TRECHO FORNECIDO:

━━━━━━━━━━━━━━━━

A freqüência da confissão depende das necessidades de cada alma em particular. Quando uma pessoa está seriamente determinada a cumprir a vontade de Deus em tudo e a ser inteiramente de Deus, tem verdadeira necessidade de recorrer a este sacramento com mais freqüência e pontualidade: “A confissão renovada periodicamente, chamada de «devoção», sempre acompanhou na Igreja o caminho da santidade”12.

III. A RECONCILIAÇÃO de cada homem com Deus e com a Igreja no sacramento da Penitência é um dos seus atos mais íntimos e pessoais. Muitas coisas fundamentais mudam no santuário da consciência em cada confissão. E como este sacramento tem uma profunda e inseparável dimensão social, muitas coisas mudam também no âmbito familiar, no estudo, no trabalho, no relacionamento com os amigos, etc.

O pecado, porque é a maior tragédia que pode existir para um homem, produz um profundo desequilíbrio em quem o comete. E quem está desequilibrado, desequilibra também os que tem à sua volta. No sacramento da Confissão, o Senhor coloca de novo as coisas no seu lugar; além de perdoar o pecado, introduz na alma a ordem e a harmonia perdidas.

Uma confissão bem feita é, pois, um grande presente a todos aqueles que convivem e trabalham conosco. Todas as nossas coisas passam a ser ditas e feitas de uma forma muito diferente. Além disso, causamos um bem incalculável a toda a Igreja. Toda ela se alegra e se enriquece misteriosamente de cada vez que o sacerdote pronuncia as palavras da absolvição. Pela Comunhão dos Santos, cada confissão tem as suas ressonâncias benfazejas em todo o Corpo Místico de Cristo.

Na vida íntima da Igreja – de que Cristo é a pedra angular –, cada fiel sustenta os outros com as suas boas obras e merecimentos, e ao mesmo tempo é sustentado por eles. Todos necessitamos uns dos outros e, na verdade, todos participamos continuamente dos bens espirituais comuns. Os nossos méritos ajudam os nossos irmãos, os homens espalhados por toda a terra; e, em sentido contrário, o pecado, a tibieza, os pecados veniais, o aburguesamento, são lastro para todos os membros da Igreja peregrina: Se um membro padece, todos os membros padecem com ele; e se um membro é honrado, todos os membros se alegram com ele13.

━━━━━━━━━━━━━━━━

Entradas da coleção:

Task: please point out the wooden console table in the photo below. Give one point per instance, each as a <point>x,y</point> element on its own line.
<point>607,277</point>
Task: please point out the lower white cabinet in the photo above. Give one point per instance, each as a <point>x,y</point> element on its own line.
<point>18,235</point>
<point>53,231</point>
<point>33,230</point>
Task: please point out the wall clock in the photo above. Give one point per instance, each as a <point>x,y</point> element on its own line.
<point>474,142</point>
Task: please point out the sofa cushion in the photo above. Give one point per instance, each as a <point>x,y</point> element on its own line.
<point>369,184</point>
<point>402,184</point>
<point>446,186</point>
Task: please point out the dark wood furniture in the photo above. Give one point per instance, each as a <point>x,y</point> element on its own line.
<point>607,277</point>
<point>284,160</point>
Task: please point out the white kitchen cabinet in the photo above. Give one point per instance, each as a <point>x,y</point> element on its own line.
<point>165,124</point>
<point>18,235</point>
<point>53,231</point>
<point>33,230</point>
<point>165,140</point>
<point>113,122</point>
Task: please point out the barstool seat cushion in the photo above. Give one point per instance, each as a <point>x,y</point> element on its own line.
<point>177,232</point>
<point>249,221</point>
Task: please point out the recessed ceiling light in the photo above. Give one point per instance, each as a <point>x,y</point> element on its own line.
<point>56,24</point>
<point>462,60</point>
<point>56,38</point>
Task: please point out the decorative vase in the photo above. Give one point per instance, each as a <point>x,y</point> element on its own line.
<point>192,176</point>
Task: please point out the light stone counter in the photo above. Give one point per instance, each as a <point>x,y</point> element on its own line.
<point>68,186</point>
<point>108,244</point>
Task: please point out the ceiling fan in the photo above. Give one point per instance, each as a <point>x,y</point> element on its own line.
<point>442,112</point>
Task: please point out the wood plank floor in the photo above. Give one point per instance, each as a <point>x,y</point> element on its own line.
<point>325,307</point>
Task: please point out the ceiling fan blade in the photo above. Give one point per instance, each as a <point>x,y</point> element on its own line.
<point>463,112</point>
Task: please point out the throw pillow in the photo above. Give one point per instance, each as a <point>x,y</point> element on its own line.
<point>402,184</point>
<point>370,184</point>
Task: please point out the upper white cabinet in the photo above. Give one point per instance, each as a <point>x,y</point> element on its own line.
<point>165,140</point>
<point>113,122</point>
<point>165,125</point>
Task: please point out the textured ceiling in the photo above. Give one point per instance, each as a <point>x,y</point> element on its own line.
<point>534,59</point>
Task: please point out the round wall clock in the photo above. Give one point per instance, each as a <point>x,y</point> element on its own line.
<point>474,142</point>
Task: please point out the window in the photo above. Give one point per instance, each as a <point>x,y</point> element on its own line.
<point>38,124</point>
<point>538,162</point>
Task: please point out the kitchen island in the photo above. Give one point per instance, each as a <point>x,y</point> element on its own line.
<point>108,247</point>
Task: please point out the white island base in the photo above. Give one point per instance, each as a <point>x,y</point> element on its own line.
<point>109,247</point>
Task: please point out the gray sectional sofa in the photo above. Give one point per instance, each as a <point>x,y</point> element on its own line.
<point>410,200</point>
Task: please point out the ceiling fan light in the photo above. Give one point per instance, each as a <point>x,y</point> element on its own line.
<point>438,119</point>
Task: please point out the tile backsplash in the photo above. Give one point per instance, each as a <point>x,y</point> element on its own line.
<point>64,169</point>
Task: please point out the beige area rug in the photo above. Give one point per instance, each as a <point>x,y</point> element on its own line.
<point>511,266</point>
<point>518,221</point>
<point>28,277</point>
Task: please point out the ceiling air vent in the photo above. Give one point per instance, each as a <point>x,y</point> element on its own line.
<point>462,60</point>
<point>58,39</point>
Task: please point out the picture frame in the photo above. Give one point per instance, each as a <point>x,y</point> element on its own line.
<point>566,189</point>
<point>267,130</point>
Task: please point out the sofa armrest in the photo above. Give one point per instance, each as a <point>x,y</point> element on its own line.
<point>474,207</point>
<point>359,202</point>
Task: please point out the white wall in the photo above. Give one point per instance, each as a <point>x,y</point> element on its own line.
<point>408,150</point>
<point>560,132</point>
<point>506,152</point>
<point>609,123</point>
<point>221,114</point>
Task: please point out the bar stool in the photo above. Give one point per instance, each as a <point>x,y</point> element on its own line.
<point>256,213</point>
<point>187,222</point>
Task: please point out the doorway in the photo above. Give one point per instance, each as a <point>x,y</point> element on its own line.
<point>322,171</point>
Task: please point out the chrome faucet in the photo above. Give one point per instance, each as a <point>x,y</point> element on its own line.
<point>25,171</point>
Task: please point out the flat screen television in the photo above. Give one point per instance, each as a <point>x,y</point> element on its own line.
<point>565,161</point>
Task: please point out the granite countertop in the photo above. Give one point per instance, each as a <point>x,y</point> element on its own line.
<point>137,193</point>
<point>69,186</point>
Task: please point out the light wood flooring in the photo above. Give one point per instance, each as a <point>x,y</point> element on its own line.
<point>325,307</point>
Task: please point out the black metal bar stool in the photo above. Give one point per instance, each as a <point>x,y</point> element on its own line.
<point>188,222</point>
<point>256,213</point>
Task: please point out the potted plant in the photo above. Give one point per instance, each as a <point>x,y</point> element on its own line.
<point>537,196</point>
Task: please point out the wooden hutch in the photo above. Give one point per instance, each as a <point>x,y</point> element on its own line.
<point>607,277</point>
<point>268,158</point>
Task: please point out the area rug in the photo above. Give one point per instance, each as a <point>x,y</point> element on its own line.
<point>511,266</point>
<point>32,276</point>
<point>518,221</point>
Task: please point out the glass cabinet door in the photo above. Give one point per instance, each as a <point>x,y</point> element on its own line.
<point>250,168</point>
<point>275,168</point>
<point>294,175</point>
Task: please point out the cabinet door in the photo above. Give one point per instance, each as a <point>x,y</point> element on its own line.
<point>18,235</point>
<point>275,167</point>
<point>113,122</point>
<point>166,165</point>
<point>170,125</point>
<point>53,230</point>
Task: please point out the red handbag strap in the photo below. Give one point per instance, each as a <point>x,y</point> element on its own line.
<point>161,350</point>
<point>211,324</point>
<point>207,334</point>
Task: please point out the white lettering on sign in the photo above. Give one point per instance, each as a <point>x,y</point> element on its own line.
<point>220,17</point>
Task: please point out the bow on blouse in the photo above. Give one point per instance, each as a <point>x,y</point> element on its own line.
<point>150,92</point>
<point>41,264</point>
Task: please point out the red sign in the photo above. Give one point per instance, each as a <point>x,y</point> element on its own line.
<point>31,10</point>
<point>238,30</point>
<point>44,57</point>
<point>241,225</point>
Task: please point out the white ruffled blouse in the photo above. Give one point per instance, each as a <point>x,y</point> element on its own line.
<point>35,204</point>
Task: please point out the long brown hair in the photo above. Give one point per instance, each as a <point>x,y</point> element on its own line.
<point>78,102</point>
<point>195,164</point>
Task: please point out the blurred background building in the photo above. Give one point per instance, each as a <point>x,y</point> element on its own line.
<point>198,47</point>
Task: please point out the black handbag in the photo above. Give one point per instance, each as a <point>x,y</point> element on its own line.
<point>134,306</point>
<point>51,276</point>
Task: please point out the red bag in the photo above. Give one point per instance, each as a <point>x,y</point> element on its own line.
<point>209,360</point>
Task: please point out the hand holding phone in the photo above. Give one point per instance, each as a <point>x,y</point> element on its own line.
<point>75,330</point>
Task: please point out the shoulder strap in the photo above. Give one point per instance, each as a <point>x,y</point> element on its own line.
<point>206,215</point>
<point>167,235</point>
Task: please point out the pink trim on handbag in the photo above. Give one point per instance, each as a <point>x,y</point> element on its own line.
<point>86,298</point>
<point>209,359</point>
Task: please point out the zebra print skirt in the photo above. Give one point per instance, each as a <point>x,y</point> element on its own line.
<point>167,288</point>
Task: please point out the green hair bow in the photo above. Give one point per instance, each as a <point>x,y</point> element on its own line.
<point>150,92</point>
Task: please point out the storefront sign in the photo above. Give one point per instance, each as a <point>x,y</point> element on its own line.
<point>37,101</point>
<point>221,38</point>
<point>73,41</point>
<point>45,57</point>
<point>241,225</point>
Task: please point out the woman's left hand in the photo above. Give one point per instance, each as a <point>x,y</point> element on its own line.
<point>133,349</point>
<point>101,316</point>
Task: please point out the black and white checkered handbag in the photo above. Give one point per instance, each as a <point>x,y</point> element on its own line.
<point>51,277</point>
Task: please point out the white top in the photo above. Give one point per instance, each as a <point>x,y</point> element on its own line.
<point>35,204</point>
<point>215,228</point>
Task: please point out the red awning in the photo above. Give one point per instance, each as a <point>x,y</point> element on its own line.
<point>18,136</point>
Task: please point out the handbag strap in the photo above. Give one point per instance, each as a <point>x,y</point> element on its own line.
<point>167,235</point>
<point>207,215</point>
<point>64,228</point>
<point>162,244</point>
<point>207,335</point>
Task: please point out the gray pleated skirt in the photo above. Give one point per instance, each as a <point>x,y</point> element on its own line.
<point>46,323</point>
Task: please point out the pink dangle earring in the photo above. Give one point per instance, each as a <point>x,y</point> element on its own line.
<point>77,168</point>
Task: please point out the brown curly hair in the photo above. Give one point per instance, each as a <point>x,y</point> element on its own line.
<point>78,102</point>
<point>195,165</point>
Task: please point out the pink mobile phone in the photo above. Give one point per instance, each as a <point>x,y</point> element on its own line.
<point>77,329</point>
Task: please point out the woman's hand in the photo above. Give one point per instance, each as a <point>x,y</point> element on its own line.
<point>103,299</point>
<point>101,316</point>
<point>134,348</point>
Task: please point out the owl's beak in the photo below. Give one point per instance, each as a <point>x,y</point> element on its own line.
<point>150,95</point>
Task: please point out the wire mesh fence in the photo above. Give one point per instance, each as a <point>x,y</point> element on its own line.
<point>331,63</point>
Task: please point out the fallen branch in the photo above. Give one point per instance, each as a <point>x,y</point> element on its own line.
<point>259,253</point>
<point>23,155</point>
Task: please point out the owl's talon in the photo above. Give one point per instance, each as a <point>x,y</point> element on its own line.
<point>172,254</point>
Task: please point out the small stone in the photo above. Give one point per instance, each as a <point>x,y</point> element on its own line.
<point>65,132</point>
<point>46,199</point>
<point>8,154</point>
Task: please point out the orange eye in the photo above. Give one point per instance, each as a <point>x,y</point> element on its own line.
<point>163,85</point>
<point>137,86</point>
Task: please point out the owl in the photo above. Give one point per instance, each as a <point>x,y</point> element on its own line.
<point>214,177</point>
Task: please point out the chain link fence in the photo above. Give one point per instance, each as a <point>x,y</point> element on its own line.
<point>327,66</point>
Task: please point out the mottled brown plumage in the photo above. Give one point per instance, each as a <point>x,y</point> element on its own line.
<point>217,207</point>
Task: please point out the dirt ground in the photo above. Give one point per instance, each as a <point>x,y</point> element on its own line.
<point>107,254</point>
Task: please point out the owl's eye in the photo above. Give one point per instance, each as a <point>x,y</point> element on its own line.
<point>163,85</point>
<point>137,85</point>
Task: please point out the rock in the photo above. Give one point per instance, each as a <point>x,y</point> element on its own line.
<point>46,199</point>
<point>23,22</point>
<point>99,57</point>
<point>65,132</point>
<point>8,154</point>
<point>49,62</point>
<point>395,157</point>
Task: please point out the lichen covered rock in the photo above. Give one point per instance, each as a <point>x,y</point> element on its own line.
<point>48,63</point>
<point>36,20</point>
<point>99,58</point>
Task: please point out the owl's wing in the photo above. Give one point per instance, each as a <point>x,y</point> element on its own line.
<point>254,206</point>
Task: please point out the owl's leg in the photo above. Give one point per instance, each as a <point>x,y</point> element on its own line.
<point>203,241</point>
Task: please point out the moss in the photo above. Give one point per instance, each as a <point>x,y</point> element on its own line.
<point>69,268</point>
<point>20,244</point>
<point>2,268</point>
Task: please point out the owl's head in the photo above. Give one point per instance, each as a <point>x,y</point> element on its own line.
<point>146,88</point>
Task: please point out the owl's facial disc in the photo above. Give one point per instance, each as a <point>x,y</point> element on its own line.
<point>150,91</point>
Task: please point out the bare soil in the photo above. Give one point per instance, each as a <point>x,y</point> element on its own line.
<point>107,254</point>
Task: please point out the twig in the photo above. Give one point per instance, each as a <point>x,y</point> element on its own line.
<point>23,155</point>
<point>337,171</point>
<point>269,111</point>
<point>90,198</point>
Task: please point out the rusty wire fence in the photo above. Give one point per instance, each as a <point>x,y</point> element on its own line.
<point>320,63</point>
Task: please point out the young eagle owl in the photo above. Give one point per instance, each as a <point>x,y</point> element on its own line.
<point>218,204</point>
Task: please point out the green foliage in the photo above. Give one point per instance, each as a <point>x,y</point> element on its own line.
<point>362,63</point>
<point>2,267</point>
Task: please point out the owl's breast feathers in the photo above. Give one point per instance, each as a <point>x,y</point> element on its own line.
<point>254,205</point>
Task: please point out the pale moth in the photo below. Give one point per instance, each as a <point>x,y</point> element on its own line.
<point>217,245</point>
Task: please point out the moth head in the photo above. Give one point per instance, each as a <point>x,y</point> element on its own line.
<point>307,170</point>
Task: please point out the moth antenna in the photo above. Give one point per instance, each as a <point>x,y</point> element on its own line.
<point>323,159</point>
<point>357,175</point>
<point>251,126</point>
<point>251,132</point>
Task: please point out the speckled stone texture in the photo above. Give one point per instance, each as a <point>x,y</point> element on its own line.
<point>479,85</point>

━━━━━━━━━━━━━━━━

CONJUNTO DE TAREFAS:
[1] De acordo com o trecho sobre a confissão, que nome recebe a confissão renovada periodicamente?
[2] Prossiga o trecho sobre a confissão a partir do ponto em que ele termina.
Os registros não guardam relação alguma com o trecho.

RESPOSTAS AOS PROBLEMAS:
[1] É chamada de «devoção».

[2]
“Esta é a outra face daquela solidariedade que, em nível religioso, se desenvolve no mistério profundo e magnífico da Comunhão dos Santos, graças à qual se pôde dizer que «toda a alma que se eleva, eleva o mundo». A esta lei da elevação corresponde, infelizmente, a lei da descida, de tal forma que se pode falar de uma comunhão do pecado, pela qual uma alma que se rebaixa pelo pecado rebaixa consigo a Igreja e, de certo modo, o mundo inteiro. Por outras palavras, não existe pecado algum, mesmo o mais íntimo e secreto, o mais estritamente individual, que afete exclusivamente aquele que o comete. Todo o pecado repercute, com maior ou menor intensidade, com maior ou menor dano, em todo o conjunto eclesial e em toda a família humana”14.

Quando alguém se aproxima com boas disposições do sacramento da Confissão, não é só o penitente que experimenta um momento de alegria, mas todos… E quando encontra a dracma, chama as suas amigas e vizinhas e diz-lhes: Alegrai-vos comigo15. Os bem-aventurados do céu, as benditas almas do purgatório e a Igreja que ainda peregrina neste mundo alegram-se de cada vez que se dá uma absolvição.

“Desatar” os vínculos do pecado é ao mesmo tempo atar os nós da fraternidade. Não deveríamos recorrer a este sacramento com mais alegria e com mais prontidão, sabendo que, pelo simples fato de nos confessarmos bem, estamos ajudando tantos e tantos cristãos e especialmente aqueles que estão mais próximos de nós?

Peçamos a Deus com a Igreja: Consolados pela vinda do vosso Filho, sejamos purificados da antiga culpa16.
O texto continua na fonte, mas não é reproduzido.